> [What you should do]
Repeat the entries exactly as they stand.

Records from a data source
===
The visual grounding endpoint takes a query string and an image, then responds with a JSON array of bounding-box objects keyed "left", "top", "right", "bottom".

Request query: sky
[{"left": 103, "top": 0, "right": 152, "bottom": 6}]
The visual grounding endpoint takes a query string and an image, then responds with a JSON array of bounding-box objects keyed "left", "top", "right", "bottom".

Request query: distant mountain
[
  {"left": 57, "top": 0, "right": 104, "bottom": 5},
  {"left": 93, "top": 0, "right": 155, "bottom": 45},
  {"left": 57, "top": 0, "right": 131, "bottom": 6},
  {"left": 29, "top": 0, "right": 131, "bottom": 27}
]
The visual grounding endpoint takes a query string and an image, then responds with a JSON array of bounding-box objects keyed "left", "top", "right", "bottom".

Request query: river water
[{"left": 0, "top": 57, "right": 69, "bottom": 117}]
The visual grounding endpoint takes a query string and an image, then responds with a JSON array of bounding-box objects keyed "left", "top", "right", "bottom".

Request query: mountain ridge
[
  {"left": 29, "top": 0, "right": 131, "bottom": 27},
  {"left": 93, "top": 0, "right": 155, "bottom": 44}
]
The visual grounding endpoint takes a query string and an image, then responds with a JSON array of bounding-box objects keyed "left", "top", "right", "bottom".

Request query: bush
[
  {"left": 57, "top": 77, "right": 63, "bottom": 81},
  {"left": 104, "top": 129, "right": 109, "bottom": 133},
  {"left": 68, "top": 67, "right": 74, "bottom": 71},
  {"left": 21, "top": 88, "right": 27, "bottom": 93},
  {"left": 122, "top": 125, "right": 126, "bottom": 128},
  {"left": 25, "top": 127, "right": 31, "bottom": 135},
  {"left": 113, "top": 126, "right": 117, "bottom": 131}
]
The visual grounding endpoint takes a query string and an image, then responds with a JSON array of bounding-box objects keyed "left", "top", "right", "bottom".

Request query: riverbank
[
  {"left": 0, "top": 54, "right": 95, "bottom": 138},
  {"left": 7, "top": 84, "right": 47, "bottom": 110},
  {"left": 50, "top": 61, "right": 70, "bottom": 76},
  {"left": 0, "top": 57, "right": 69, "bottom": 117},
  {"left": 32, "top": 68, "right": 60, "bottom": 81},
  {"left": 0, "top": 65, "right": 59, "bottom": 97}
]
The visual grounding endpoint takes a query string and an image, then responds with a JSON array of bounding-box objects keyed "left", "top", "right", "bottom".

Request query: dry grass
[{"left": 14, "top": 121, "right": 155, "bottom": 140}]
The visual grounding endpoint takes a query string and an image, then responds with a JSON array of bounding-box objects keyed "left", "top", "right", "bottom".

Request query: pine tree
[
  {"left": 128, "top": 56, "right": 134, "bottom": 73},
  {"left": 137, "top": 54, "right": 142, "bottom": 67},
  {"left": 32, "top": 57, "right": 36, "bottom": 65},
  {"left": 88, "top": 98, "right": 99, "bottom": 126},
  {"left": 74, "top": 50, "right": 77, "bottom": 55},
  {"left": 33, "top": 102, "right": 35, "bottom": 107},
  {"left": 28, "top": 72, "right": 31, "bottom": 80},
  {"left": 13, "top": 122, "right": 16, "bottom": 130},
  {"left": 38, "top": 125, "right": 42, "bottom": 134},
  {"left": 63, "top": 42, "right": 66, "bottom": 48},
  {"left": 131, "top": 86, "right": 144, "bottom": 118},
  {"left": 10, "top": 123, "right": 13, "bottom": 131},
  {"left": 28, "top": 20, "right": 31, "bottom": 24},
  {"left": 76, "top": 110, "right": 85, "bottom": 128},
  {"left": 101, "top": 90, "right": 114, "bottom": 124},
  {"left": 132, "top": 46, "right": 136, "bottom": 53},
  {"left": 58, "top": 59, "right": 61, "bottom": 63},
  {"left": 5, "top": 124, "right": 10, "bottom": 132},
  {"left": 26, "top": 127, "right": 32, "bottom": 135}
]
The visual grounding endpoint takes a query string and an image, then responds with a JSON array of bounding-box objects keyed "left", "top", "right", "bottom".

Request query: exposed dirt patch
===
> [Answer box]
The visual grounding endpoint takes a query string and an image, then responds with a JSON array of bounding-box objects keyed "left", "top", "right", "bottom".

Request query: sky
[{"left": 103, "top": 0, "right": 152, "bottom": 6}]
The visual grounding endpoint takes a query string and an image, then responds with a JSON array of bounding-box objects keyed "left", "top", "right", "bottom".

Request query: distant mountain
[
  {"left": 57, "top": 0, "right": 104, "bottom": 5},
  {"left": 93, "top": 0, "right": 155, "bottom": 45},
  {"left": 57, "top": 0, "right": 131, "bottom": 6},
  {"left": 29, "top": 0, "right": 131, "bottom": 27}
]
The visual grounding endpoint takes a query string and an image, then responds with a JSON array of bounding-box objects keyed "left", "top", "right", "bottom".

Request query: river water
[{"left": 0, "top": 57, "right": 69, "bottom": 117}]
The visual grounding endpoint takes a query string and an image, then responds with a JSON array of bounding-box objects keyed "left", "top", "right", "bottom".

Request query: mountain ridge
[
  {"left": 29, "top": 0, "right": 131, "bottom": 27},
  {"left": 93, "top": 0, "right": 155, "bottom": 44}
]
The visual grounding endpoint takes a query string and an image, then responds with a JSON array of bounding-box objects keyed "left", "top", "right", "bottom".

Request query: bush
[
  {"left": 57, "top": 77, "right": 63, "bottom": 81},
  {"left": 104, "top": 129, "right": 109, "bottom": 133},
  {"left": 68, "top": 67, "right": 74, "bottom": 71},
  {"left": 21, "top": 88, "right": 27, "bottom": 93},
  {"left": 122, "top": 125, "right": 126, "bottom": 128},
  {"left": 25, "top": 127, "right": 31, "bottom": 135},
  {"left": 113, "top": 126, "right": 117, "bottom": 131}
]
The visual grounding endpoint takes a query string and an image, then responds with a JSON array of bounding-box objects keyed "left", "top", "right", "bottom".

Request query: riverbank
[
  {"left": 0, "top": 54, "right": 95, "bottom": 138},
  {"left": 7, "top": 84, "right": 47, "bottom": 110},
  {"left": 50, "top": 61, "right": 70, "bottom": 76},
  {"left": 0, "top": 57, "right": 69, "bottom": 117},
  {"left": 32, "top": 68, "right": 60, "bottom": 81},
  {"left": 0, "top": 65, "right": 59, "bottom": 97}
]
The visual grounding endpoint takes a query string and an image, then responds with a JSON array of bounding-box objects keyed "left", "top", "right", "bottom".

Request query: dry grass
[{"left": 14, "top": 121, "right": 155, "bottom": 140}]
The visual grounding endpoint takes a query string and an image, then responds with a JSON array of bounding-box objects keyed "left", "top", "right", "bottom".

Request query: pine tree
[
  {"left": 128, "top": 56, "right": 134, "bottom": 73},
  {"left": 137, "top": 54, "right": 142, "bottom": 67},
  {"left": 32, "top": 57, "right": 36, "bottom": 65},
  {"left": 88, "top": 98, "right": 99, "bottom": 126},
  {"left": 74, "top": 50, "right": 77, "bottom": 55},
  {"left": 33, "top": 102, "right": 35, "bottom": 107},
  {"left": 28, "top": 72, "right": 31, "bottom": 80},
  {"left": 13, "top": 122, "right": 16, "bottom": 130},
  {"left": 38, "top": 125, "right": 42, "bottom": 134},
  {"left": 63, "top": 42, "right": 66, "bottom": 48},
  {"left": 131, "top": 86, "right": 144, "bottom": 118},
  {"left": 10, "top": 123, "right": 13, "bottom": 131},
  {"left": 28, "top": 20, "right": 31, "bottom": 24},
  {"left": 76, "top": 110, "right": 85, "bottom": 128},
  {"left": 101, "top": 90, "right": 114, "bottom": 124},
  {"left": 132, "top": 46, "right": 136, "bottom": 53},
  {"left": 58, "top": 59, "right": 61, "bottom": 63},
  {"left": 5, "top": 124, "right": 10, "bottom": 132},
  {"left": 26, "top": 127, "right": 32, "bottom": 135}
]
The visual grounding endpoint takes a query string and an image, then responds with a JSON array of bounding-box objects keyed "left", "top", "right", "bottom".

Request query: exposed dirt patch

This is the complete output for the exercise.